(Object-pointing dataset rows)
━━━━━━━━━━━━━━━━━━━━

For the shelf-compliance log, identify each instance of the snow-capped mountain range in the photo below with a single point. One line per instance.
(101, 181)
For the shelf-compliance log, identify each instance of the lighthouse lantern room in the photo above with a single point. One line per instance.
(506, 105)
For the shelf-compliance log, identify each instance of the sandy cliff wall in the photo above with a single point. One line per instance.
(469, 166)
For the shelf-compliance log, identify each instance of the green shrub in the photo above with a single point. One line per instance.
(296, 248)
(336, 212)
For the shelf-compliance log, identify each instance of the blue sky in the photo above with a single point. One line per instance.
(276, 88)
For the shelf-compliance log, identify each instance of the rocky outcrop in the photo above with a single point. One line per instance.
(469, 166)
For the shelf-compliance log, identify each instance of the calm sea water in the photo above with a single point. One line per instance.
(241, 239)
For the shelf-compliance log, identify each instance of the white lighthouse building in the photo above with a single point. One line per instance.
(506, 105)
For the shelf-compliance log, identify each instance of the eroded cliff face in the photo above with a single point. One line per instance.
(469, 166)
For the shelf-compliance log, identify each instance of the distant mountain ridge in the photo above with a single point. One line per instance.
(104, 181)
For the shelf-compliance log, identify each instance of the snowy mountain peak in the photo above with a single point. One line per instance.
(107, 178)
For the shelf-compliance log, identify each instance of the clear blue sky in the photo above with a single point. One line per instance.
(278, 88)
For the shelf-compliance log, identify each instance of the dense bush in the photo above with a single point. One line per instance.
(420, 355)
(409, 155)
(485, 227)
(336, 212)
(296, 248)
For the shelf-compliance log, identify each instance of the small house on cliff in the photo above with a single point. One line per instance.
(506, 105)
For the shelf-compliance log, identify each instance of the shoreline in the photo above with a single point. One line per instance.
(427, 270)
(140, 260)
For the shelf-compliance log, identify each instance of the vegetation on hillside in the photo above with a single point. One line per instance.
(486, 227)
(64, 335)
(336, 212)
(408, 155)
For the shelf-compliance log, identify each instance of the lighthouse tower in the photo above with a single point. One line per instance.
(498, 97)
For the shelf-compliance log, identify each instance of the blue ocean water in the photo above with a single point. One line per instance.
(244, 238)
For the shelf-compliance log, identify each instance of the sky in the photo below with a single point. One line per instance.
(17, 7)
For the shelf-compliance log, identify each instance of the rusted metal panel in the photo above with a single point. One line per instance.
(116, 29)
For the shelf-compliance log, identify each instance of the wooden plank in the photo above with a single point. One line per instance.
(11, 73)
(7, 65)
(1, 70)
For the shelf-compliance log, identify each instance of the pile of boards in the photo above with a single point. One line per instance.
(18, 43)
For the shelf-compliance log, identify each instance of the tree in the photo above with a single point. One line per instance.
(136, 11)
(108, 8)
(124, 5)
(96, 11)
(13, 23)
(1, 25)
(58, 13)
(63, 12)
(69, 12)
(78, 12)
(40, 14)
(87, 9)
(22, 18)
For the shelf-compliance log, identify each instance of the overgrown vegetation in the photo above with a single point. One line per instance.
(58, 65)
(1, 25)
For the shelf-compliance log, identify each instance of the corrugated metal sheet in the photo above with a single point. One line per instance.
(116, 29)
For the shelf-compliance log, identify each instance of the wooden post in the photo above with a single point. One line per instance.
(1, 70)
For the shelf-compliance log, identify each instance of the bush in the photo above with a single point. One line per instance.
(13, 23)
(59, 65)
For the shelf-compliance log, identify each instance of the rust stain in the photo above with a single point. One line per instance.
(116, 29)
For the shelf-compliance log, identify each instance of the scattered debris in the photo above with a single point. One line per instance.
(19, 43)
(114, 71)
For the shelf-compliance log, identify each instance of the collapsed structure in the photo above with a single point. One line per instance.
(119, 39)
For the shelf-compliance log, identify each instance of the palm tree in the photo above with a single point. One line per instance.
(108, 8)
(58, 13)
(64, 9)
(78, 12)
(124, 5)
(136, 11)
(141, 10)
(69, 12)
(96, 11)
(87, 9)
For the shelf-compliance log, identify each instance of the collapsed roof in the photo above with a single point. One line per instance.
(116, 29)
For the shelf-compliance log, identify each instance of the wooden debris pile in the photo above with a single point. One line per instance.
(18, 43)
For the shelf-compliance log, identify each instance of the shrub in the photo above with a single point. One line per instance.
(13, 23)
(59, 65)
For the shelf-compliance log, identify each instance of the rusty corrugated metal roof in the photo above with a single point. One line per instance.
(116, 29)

━━━━━━━━━━━━━━━━━━━━

# TASK INSTRUCTIONS
Format all of the records above as a JSON list of strings, one string per line, leaving out any blank lines.

# ANSWER TO THE EXERCISE
[
  "For the shelf-compliance log, identify each instance of the snow-capped mountain range in the photo below with a single point. One line per instance.",
  "(101, 181)",
  "For the shelf-compliance log, identify each instance of the lighthouse lantern room in the photo above with a single point. One line per instance.",
  "(506, 105)",
  "For the shelf-compliance log, identify each instance of the sandy cliff wall in the photo above with a single point. One line per instance.",
  "(469, 166)",
  "For the shelf-compliance log, identify each instance of the green shrub in the photo above with a single point. One line per instance.",
  "(296, 248)",
  "(336, 212)",
  "For the shelf-compliance log, identify each instance of the blue sky in the photo above with a single point. One line per instance.",
  "(276, 88)",
  "For the shelf-compliance log, identify each instance of the rocky outcrop in the photo above with a single point. One line per instance.",
  "(469, 166)",
  "For the shelf-compliance log, identify each instance of the calm sea water in the photo above with a single point. One line per instance.",
  "(241, 239)",
  "For the shelf-compliance log, identify each instance of the white lighthouse building in the photo above with a single point. One line per instance.",
  "(506, 105)",
  "For the shelf-compliance log, identify each instance of the eroded cliff face in the photo above with a single point. One line per instance.",
  "(469, 166)",
  "For the shelf-compliance log, identify each instance of the distant mountain ridge in the photo above with a single point. One line per instance.",
  "(104, 181)",
  "For the shelf-compliance log, identify each instance of the snowy mountain peak in the photo above with a single point. One line per instance.",
  "(107, 178)",
  "For the shelf-compliance log, identify each instance of the clear blue sky in the photo above with a single point. One line per instance.",
  "(278, 88)",
  "For the shelf-compliance log, identify each instance of the dense bush in the photo above with a single point. One line per instance.",
  "(420, 355)",
  "(409, 155)",
  "(485, 227)",
  "(336, 212)",
  "(296, 248)",
  "For the shelf-compliance log, identify each instance of the small house on cliff in the photo above with a single point. One line per instance.",
  "(506, 105)",
  "For the shelf-compliance log, identify each instance of the shoreline in the photo above with a single point. One line per instance.",
  "(427, 270)",
  "(140, 260)",
  "For the shelf-compliance log, identify each instance of the vegetation on hillside in the photo above with a single point. One line per instance.",
  "(486, 227)",
  "(64, 335)",
  "(336, 212)",
  "(408, 155)",
  "For the shelf-compliance log, identify each instance of the lighthouse tower in the photo above with a single point. One line per instance.",
  "(498, 97)",
  "For the shelf-compliance log, identify each instance of the blue ocean water in the photo above with a single point. One line per instance.",
  "(244, 238)",
  "For the shelf-compliance log, identify each instance of the sky in the photo below with a single point. One line per instance.",
  "(17, 7)",
  "For the shelf-compliance log, identify each instance of the rusted metal panel in the photo above with a single point. One line per instance.",
  "(116, 29)",
  "For the shelf-compliance log, identify each instance of the wooden plank in the photo above with a single point. One line per instance.",
  "(11, 73)",
  "(7, 65)",
  "(1, 70)",
  "For the shelf-compliance log, identify each instance of the pile of boards in the photo above with a single point. One line per instance.",
  "(18, 43)",
  "For the shelf-compliance log, identify each instance of the tree in the photo above with a single point. One line per instance.",
  "(136, 11)",
  "(108, 8)",
  "(124, 5)",
  "(96, 11)",
  "(13, 23)",
  "(1, 25)",
  "(58, 13)",
  "(63, 12)",
  "(69, 12)",
  "(78, 12)",
  "(40, 14)",
  "(87, 9)",
  "(22, 18)",
  "For the shelf-compliance log, identify each instance of the overgrown vegetation in the photo above with a single point. One line per instance.",
  "(58, 65)",
  "(1, 25)",
  "For the shelf-compliance log, identify each instance of the corrugated metal sheet in the photo above with a single point. One line per instance.",
  "(116, 29)",
  "For the shelf-compliance log, identify each instance of the wooden post in the photo above with a single point. One line per instance.",
  "(1, 70)",
  "For the shelf-compliance log, identify each instance of the bush in the photo above with a single point. One line per instance.",
  "(13, 23)",
  "(59, 65)",
  "For the shelf-compliance log, identify each instance of the rust stain in the photo above with a single point. One line per instance.",
  "(116, 29)",
  "For the shelf-compliance log, identify each instance of the scattered debris in the photo above with a single point. One line per instance.",
  "(19, 43)",
  "(114, 71)",
  "For the shelf-compliance log, identify each instance of the collapsed structure in the photo above with a single point. One line per instance.",
  "(119, 39)",
  "For the shelf-compliance log, identify each instance of the palm tree in the photo above with a single point. One line per instance.",
  "(108, 8)",
  "(58, 13)",
  "(64, 9)",
  "(78, 12)",
  "(124, 5)",
  "(136, 11)",
  "(141, 10)",
  "(69, 12)",
  "(96, 11)",
  "(87, 9)",
  "For the shelf-compliance log, identify each instance of the collapsed roof in the photo above with a single point. One line per instance.",
  "(116, 29)",
  "For the shelf-compliance log, identify each instance of the wooden debris pile in the photo above with a single point. One line per instance.",
  "(18, 43)",
  "For the shelf-compliance log, identify each instance of the shrub in the photo above with a single point. One line per instance.",
  "(13, 23)",
  "(59, 65)",
  "For the shelf-compliance log, identify each instance of the rusty corrugated metal roof in the photo above with a single point. One line per instance.",
  "(116, 29)"
]